▸ Text:
Monitor window The Monitor window retains all of its power but is much more intuitive in Premiere 6.0. For more information, see Using the Monitor window on page 163.
Some of the enhancements to this window include:
Clearly dened Source and Program View windows, with separate controllers. Buttons at the top for toggling between Dual View, Single View, and Trim Mode. Customizable Title-Safe and Action-Safe margins for both the Source and Program view windows.
A. View buttons B. Safe Zones C. Source View controllers D. Program View controllers
Marker buttons for both the Source and Program View windows. You no longer need to go to the Clip menu to set a marker! Enhanced Trim mode window that includes Set Focus buttons, which let you focus on the Clip Out, the Clip In, or both; new shuttle controls to help you set Out points for the Clip Out and In points for the Clip In; Target menus in which to choose the tracks you want to trim; and new Out Shift and In Shift menus showing the number of frames that have changed between the original In or Out points and the newly marked In and Out points.

▸ Data entries:
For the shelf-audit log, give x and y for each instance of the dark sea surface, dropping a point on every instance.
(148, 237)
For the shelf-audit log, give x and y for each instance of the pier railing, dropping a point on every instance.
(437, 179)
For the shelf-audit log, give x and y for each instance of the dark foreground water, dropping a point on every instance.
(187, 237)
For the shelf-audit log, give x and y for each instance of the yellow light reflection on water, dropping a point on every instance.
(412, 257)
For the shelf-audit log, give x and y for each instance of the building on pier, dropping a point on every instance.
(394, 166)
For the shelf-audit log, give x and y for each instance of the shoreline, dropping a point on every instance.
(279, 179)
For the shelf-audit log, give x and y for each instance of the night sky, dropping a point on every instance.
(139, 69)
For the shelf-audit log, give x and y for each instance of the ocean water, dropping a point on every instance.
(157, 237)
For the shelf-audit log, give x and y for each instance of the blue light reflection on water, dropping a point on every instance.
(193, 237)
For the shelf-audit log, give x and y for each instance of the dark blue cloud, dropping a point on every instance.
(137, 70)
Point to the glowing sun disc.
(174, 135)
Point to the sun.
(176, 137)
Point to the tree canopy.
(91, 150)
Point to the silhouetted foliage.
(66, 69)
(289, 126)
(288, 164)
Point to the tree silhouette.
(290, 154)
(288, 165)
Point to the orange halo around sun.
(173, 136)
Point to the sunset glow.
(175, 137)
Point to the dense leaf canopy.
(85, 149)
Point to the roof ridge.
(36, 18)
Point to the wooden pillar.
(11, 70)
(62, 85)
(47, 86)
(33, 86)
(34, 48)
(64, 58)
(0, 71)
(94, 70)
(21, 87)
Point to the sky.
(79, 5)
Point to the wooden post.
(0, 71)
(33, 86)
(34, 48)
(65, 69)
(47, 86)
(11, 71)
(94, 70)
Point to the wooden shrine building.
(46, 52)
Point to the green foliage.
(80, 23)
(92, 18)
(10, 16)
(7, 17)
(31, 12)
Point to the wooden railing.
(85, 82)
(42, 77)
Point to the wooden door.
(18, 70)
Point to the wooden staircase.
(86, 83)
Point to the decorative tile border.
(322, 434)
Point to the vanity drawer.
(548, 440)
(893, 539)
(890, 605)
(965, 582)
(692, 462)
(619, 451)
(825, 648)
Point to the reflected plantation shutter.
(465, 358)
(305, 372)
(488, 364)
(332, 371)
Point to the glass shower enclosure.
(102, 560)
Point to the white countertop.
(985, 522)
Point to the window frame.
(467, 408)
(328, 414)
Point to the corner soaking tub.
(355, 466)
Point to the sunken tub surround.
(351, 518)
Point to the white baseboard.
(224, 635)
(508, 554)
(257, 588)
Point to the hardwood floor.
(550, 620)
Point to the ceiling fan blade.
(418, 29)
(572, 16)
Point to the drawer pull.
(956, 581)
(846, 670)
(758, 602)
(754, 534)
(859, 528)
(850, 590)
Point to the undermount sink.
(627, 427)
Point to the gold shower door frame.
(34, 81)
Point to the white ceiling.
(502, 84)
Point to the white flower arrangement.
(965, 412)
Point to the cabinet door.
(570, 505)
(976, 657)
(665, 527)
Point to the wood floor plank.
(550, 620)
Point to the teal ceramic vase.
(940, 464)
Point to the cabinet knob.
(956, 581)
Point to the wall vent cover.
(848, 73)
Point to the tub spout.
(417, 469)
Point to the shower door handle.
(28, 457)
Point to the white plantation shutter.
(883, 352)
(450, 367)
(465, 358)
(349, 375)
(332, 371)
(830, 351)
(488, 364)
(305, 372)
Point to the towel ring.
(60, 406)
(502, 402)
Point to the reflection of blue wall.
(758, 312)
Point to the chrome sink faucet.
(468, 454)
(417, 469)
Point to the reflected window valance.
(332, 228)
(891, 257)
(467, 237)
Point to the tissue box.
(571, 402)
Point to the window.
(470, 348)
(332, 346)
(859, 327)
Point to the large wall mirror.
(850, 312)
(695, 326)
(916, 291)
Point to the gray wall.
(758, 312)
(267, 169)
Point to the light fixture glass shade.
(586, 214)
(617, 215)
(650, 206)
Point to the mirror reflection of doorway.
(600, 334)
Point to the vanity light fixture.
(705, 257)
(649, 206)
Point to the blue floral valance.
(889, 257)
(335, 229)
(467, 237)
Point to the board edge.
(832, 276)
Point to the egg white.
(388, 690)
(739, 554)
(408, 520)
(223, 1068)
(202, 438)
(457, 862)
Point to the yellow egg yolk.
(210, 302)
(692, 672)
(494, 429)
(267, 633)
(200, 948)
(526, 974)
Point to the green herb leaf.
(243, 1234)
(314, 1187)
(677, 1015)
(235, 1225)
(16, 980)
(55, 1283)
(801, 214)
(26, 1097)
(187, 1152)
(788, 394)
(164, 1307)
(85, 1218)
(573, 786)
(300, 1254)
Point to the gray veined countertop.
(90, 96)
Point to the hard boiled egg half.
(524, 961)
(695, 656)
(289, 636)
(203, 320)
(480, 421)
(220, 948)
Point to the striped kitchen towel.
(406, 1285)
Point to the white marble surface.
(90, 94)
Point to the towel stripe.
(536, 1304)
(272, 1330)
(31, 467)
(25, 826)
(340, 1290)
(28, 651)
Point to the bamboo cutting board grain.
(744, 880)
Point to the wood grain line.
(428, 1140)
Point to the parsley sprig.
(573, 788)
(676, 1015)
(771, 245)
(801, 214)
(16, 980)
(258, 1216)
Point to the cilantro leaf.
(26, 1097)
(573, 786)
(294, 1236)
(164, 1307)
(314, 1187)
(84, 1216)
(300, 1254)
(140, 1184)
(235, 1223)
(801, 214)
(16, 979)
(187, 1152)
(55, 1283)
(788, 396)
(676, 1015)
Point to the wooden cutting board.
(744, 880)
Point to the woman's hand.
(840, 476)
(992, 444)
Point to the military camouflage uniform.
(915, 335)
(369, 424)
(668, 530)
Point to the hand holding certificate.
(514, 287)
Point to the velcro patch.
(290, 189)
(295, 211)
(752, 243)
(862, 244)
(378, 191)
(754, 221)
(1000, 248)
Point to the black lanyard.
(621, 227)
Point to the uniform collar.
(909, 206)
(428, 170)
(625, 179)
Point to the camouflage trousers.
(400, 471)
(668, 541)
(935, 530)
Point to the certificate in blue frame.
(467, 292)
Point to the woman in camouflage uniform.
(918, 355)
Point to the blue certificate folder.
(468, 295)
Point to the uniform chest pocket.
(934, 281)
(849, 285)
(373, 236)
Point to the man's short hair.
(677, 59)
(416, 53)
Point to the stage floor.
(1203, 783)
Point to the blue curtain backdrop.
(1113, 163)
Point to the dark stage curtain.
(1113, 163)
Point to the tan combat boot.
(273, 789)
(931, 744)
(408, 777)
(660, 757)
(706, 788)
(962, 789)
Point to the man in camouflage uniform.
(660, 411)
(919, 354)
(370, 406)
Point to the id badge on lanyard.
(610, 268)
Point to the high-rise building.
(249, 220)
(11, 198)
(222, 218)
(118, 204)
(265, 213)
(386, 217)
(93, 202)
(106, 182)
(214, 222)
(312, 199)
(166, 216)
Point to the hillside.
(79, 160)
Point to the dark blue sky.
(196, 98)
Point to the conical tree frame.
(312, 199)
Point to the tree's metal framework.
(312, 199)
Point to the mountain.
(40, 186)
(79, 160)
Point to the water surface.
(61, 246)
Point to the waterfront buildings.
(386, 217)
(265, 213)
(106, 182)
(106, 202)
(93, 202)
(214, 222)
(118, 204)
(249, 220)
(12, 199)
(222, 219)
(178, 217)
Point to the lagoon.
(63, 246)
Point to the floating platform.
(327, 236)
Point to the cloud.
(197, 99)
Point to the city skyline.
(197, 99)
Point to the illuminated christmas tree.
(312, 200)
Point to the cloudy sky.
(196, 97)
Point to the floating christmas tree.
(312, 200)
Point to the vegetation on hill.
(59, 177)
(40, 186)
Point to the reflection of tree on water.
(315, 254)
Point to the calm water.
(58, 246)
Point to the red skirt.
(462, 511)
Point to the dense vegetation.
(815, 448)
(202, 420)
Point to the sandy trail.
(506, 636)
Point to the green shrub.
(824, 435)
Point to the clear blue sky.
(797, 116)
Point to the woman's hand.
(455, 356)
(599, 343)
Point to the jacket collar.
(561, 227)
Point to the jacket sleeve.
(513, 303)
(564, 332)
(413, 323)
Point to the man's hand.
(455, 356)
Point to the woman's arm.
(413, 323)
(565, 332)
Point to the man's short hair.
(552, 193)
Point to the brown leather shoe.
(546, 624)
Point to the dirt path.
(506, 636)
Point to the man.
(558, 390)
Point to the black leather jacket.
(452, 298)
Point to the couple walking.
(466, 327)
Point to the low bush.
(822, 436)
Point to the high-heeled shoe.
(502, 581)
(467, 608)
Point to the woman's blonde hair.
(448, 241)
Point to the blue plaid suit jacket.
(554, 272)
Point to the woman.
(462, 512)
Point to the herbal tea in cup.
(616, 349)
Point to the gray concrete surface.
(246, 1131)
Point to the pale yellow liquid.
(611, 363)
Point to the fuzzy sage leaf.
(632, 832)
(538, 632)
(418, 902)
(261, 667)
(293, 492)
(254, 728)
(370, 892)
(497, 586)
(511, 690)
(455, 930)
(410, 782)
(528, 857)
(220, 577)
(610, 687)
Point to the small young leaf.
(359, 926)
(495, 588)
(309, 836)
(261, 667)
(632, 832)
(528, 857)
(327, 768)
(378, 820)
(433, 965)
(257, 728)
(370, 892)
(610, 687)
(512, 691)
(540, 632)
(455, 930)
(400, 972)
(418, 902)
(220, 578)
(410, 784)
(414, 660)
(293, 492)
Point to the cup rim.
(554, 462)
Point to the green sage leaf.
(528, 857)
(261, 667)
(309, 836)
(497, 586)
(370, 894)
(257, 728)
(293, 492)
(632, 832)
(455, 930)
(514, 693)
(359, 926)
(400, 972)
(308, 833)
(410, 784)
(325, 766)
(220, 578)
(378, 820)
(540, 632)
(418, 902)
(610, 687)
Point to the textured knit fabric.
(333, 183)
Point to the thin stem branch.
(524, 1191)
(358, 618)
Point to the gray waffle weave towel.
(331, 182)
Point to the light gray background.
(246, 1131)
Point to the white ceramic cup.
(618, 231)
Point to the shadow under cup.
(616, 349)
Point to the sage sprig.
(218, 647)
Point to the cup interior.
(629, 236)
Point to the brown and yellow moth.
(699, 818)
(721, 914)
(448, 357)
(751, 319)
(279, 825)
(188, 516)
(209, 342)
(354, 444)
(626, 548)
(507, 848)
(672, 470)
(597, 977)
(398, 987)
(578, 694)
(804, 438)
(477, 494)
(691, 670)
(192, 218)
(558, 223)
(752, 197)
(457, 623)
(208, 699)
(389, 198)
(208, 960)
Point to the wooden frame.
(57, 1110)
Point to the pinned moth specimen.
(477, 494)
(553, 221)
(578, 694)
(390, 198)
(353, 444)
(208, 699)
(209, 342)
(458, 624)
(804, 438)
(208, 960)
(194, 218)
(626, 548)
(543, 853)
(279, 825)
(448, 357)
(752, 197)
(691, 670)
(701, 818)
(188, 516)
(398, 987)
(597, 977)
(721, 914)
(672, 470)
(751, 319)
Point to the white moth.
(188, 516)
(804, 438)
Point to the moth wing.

▸ Written instruction:
Summarize the Monitor window text in two sentences.

▸ Reply:
In Premiere 6.0 the Monitor window keeps all of its power but is much more intuitive, with clearly separated Source and Program View windows that have their own controllers, buttons for switching among Dual View, Single View, and Trim Mode, and customizable Title-Safe and Action-Safe margins. Both views also gain marker buttons, so markers no longer have to be set from the Clip menu, and the enhanced Trim mode window adds Set Focus buttons, new shuttle controls, Target menus for choosing tracks, and Out Shift and In Shift menus that show how many frames have changed between the original and newly marked In and Out points.